1. A work piece datum transfer apparatus comprising: a work piece shuttle having a six-point datum nest defining its position in three dimensions corresponding to a work piece six-point datum nest; and means for locking said work piece shuttle into contact with said work piece shuttle to transfer said datum nest from said work piece to said shuttle.

2. The apparatus of claim 1, wherein: said work piece includes an ID pocket incorporating said six-point datum nest: said six-point datum nest comprises three datum points upon said ID pocket defining a plane within said work piece, two datum points within said ID pocket and distinct from said datum points defining said plane and defining a line within said work piece and a single datum point defining an end point of said ID pocket; and said work piece shuttle six-point datum nest comprises first, second and third datum contacts for engaging said three datum points within said ID pocket, fourth and fifth datum contacts for engaging said two datum points within said ID pocket and a sixth datum contact for engaging said single datum point defining said end point of said ID pocket.

3. A method of transferring a work piece six-point datum nest to a work piece holder comprising the steps of: identifying six-point datum positions upon a work piece; defining six-point datum contacts on a work piece holder; and securing said six-point datum positions upon said work piece into contact with said six-point datum contacts on said work piece holder.

4. The method of claim 3 wherein said step of securing comprises: placing said work piece into contact with a work piece shuttle having a shuttle six-point datum contacts; locating the work piece six-point positions in predetermined contact with said six-point datum contacts on said shuttle: and biasing said shuttle into contact with said work piece with a plurality of spring-loaded work supports.

5. The method of claim 3 wherein: said step of identifying six-point datum positions upon a work piece comprises defining the six-point datum positions within an ID pocket upon said work piece outside the areas to receive additional machining, finishing or other processing.

6. A datum transfer system comprising: a work piece mounting shuttle comprising a plurality of datum transfer arms integral with a work piece shuttle having six-point datum contacts located thereon; and a clamping mechanism for securing a work piece such that a work piece six-point datum is placed into contact with said work piece shuttle six-point datum contacts.

- [SUPPLIED INFORMATION]:

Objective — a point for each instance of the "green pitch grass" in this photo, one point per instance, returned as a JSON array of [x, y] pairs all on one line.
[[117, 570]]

- [PROBLEMS AND TASKS]:
**1)** Rewrite the patent claims from "3. A method" to "work piece holder.", replacing "work piece holder" with "fixture".
**2)** In the first of the patent claims, why is the work piece shuttle locked into contact?

- [SOLUTION SET]:
**1)**
3. A method of transferring a work piece six-point datum nest to a fixture comprising the steps of: identifying six-point datum positions upon a work piece; defining six-point datum contacts on a fixture; and securing said six-point datum positions upon said work piece into contact with said six-point datum contacts on said fixture.

**2)** The locking serves to transfer the datum nest from the work piece to the shuttle.